GIVEN TEXT.
Download data

Once you have made your species or specimen selections, clicking on one of the download buttons will open a dialog box where you can choose your preferred sequence data targets. Currently, you can choose between whole mitochondrial genomes or individual mitochondrial gene regions:

Image of download data initial screen

If you select whole genome data, you will be taken to another dialog box to choose one of the available file formats:

Image of download data for mitochondrial genome screen

You will then be asked to select a reason for downloading the data and the geographic region relevant to your data use:

Image of screen to enter reason for download

Your data selections will be downloaded to your default downloads folder per your browser settings.

Alternatively, you can choose to download an individual gene region. Selecting this option will take you to a dialog box where you can select one of the gene regions available for your selected specimens:

Image of download gene region screen

After selecting a gene region, followed by a reason for download and relevant geographic region, you can continue to download your selections. By default, every download of DNA sequence data includes a download of associated specimen metadata.

TRY IT.
From the download instructions above, extract word for word the passage that begins at the words "Once you have" and stops after the words "your browser settings.".

Extracted records
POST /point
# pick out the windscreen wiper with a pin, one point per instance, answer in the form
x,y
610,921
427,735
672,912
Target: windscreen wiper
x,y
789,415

THE ANSWER.
Once you have made your species or specimen selections, clicking on one of the download buttons will open a dialog box where you can choose your preferred sequence data targets. Currently, you can choose between whole mitochondrial genomes or individual mitochondrial gene regions:

Image of download data initial screen

If you select whole genome data, you will be taken to another dialog box to choose one of the available file formats:

Image of download data for mitochondrial genome screen

You will then be asked to select a reason for downloading the data and the geographic region relevant to your data use:

Image of screen to enter reason for download

Your data selections will be downloaded to your default downloads folder per your browser settings.